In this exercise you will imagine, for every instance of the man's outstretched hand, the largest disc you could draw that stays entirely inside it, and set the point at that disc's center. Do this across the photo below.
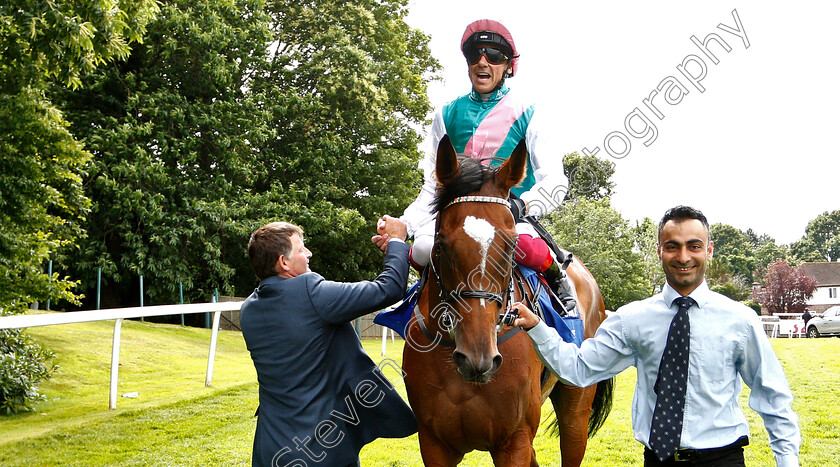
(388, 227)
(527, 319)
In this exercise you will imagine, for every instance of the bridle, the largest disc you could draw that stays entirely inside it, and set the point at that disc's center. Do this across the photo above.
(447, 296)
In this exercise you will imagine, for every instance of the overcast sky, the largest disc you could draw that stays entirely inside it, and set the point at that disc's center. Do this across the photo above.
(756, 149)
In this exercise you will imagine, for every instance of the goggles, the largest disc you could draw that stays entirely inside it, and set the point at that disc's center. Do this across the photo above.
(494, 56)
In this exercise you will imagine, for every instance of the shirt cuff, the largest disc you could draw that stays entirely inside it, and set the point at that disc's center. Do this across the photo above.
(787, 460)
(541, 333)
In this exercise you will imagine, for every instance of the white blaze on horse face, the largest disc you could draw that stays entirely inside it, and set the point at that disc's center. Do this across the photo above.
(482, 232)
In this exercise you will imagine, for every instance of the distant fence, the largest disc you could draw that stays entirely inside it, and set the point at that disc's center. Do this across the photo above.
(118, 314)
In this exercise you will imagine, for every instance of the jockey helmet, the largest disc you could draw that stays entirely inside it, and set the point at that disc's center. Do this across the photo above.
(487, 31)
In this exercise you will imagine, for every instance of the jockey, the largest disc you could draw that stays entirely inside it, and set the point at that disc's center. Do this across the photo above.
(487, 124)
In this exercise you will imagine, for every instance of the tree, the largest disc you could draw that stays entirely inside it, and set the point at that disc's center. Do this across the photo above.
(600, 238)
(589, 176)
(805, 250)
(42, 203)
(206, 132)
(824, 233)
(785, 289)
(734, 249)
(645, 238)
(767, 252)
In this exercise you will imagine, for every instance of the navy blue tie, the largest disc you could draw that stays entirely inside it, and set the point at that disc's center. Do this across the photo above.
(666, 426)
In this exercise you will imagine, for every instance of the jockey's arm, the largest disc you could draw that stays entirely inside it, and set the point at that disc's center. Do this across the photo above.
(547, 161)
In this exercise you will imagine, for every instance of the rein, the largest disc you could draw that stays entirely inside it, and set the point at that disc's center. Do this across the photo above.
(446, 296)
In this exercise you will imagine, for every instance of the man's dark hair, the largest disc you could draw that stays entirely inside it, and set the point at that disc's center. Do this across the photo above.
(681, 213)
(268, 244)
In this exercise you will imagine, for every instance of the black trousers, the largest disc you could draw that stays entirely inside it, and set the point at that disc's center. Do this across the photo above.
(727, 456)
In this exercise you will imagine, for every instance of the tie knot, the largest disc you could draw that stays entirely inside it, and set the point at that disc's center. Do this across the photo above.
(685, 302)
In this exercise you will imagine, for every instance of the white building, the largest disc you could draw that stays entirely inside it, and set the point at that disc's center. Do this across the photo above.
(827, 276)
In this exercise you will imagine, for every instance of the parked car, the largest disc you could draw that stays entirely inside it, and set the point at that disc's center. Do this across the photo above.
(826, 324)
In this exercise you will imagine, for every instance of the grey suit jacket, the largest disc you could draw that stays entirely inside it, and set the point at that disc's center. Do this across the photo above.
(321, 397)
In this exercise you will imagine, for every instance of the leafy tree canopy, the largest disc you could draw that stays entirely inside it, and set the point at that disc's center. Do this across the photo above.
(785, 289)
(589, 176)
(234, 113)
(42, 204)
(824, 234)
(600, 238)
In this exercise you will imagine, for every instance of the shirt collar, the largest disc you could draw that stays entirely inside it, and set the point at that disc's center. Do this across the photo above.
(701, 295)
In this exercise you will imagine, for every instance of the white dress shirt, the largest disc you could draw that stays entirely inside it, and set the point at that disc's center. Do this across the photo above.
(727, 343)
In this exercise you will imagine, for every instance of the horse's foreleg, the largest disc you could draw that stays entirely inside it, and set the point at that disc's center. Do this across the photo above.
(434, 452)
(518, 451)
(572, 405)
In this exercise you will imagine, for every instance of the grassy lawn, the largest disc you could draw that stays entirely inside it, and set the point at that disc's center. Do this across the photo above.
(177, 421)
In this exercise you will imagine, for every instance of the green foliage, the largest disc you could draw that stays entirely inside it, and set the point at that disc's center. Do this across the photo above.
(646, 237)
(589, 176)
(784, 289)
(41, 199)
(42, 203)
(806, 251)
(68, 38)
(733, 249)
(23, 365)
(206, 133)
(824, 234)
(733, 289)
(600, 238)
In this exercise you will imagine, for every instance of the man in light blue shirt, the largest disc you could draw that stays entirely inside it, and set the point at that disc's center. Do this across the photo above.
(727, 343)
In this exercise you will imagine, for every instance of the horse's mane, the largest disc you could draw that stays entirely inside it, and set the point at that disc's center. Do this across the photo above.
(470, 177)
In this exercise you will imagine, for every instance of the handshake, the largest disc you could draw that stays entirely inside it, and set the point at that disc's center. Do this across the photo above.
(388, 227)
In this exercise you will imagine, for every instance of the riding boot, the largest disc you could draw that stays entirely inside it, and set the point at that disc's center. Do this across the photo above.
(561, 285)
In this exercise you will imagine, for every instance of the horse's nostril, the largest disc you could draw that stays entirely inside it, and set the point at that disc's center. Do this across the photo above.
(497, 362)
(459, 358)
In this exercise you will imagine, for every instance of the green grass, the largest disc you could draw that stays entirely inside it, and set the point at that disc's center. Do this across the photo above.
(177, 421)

++++

GOAL OF THE EXERCISE:
Reproduce all of the lines above, substituting "task" for every occurrence of "exercise" and leaving everything else unchanged. Omit the pictures from your answer.

CORRECT RESPONSE:
In this task you will imagine, for every instance of the man's outstretched hand, the largest disc you could draw that stays entirely inside it, and set the point at that disc's center. Do this across the photo below.
(388, 227)
(527, 319)
In this task you will imagine, for every instance of the bridle, the largest disc you could draw that stays entirely inside it, and set the point at that disc's center. Do this across the photo above.
(447, 296)
In this task you will imagine, for every instance of the overcast sky, the largest disc you could draw that stays entirely inside it, and set the point at that disc's center. Do this across the photo above.
(756, 149)
In this task you will imagine, for every instance of the goggles, the largest disc you could draw that stays entirely inside it, and set the point at that disc's center. Do this across the photo above.
(494, 56)
In this task you will imagine, for every instance of the shirt cuff, the largest disc you could draw that stays entirely inside it, and set the point at that disc's center. Do this across the photo above.
(787, 460)
(541, 333)
In this task you will imagine, for every instance of the white blaze on horse face, the largest disc you could draw that stays entirely inside it, and set the point at that disc's center. Do this across the photo above.
(482, 232)
In this task you will imagine, for every instance of the distant fence, the largest disc you could draw that stays entirely inside it, and set the point at that disc's center. Do this across the photo above.
(118, 314)
In this task you will imagine, for every instance of the jockey helmet, the largest disc you could draw that stays entirely inside it, and set the point at that disc's center. Do this across the photo above.
(487, 31)
In this task you will imagine, for every instance of the jockey, the largest disc you could draw that stays entirely inside it, and set the point at that disc's center. Do this across the photo above.
(487, 124)
In this task you will imagine, for every instance of the tree, the largest disc you could draw that stays entirely inside it, and set the point at that disc's center. Do this across the photo above.
(600, 238)
(589, 176)
(805, 250)
(42, 203)
(206, 132)
(824, 233)
(785, 289)
(734, 249)
(645, 238)
(767, 252)
In this task you will imagine, for every instance of the navy blue tie, the largest disc you could draw that stays entirely inside it, and set the point at that disc's center. Do this across the photo above.
(666, 426)
In this task you will imagine, for every instance of the jockey's arm, the largest disc you could draw that stays entirely inside it, and set the point at that disc's center. Do this across the photo above.
(547, 161)
In this task you will imagine, for every instance of the rein, the largest disc you could draw that stays entirely inside it, and set the point at that disc's center. Do this across the photo above.
(446, 296)
In this task you will imagine, for every instance of the man's dark hair, the largest disc you could draw that stays entirely inside it, and set the point at that disc's center. Do this across the photo above.
(681, 213)
(268, 244)
In this task you will imagine, for every instance of the black trousers, the largest disc you could draw that stays entirely inside it, and set the point at that disc's center. Do this across the photo above.
(727, 456)
In this task you will imagine, for every instance of the tie knot, the largest disc you could draw that stays entirely inside it, and set the point at that disc's center. Do this across the photo above.
(685, 302)
In this task you will imagine, for every instance of the white building, the largest disc you could draw that stays entirely inside it, and set the point at that disc's center. Do this across the photo above.
(827, 276)
In this task you will imagine, for every instance of the parked car, the largest disc you could draw that stays entirely inside it, and set the point at that disc's center. Do this across the photo above.
(826, 324)
In this task you will imagine, for every instance of the grey suit jacket, the largest disc you could draw that stays entirely inside it, and set the point at that disc's center. Do this across the photo above.
(321, 397)
In this task you will imagine, for every instance of the leafy tree canopy, the largest disc you could draw that stays entirely inside it, and set the point at that disc's center. Do this across the photo above.
(785, 289)
(589, 176)
(234, 113)
(42, 204)
(824, 234)
(600, 238)
In this task you will imagine, for every instance of the shirt collar, the largest disc you could draw that stays entirely inside it, and set the point at that disc's center. Do this across the photo above.
(701, 295)
In this task you will imagine, for every instance of the white dress shirt, the largest disc you could draw that stays entirely inside it, and set the point at that disc's center. Do this across the photo above.
(727, 343)
In this task you will imagine, for every instance of the horse's foreleg, the largest disc you could draw that stays entirely inside it, and set the point at that disc's center. Do this across the photo above.
(434, 452)
(518, 451)
(572, 405)
In this task you will imagine, for every instance of the grassy lawn, the largest disc you could draw that stays entirely inside it, and set the point at that disc's center. Do this across the photo above.
(177, 421)
In this task you will imagine, for every instance of the green foliage, the largest disc you could draw that stays entirely inside it, and set the point at that disc's center. Do this across the photo above.
(646, 237)
(589, 176)
(784, 289)
(41, 199)
(42, 203)
(806, 251)
(68, 38)
(733, 249)
(23, 365)
(206, 133)
(824, 234)
(733, 289)
(600, 238)
In this task you will imagine, for every instance of the man in light blue shirt, the largest disc you could draw that stays entirely inside it, and set the point at that disc's center. Do this across the photo above.
(727, 343)
In this task you will imagine, for every instance of the horse's mane, the largest disc you could draw that stays entirely inside it, and set the point at that disc's center. Do this across the photo above.
(470, 177)
In this task you will imagine, for every instance of the handshake, the largest disc you could draw that stays entirely inside it, and set the point at that disc's center. Do this across the photo above.
(388, 227)
In this task you will imagine, for every instance of the riding boot, the largest disc you could draw that stays entirely inside it, and set the point at that disc's center. Do this across the photo above.
(561, 285)
In this task you will imagine, for every instance of the horse's nostril, the largest disc you could draw that stays entirely inside it, and set the point at that disc's center. Do this across the photo above.
(497, 362)
(459, 358)
In this task you will imagine, for every instance of the green grass, the largest disc you could draw that stays entirely inside it, and set the point at that disc's center. Do this across the photo above.
(177, 421)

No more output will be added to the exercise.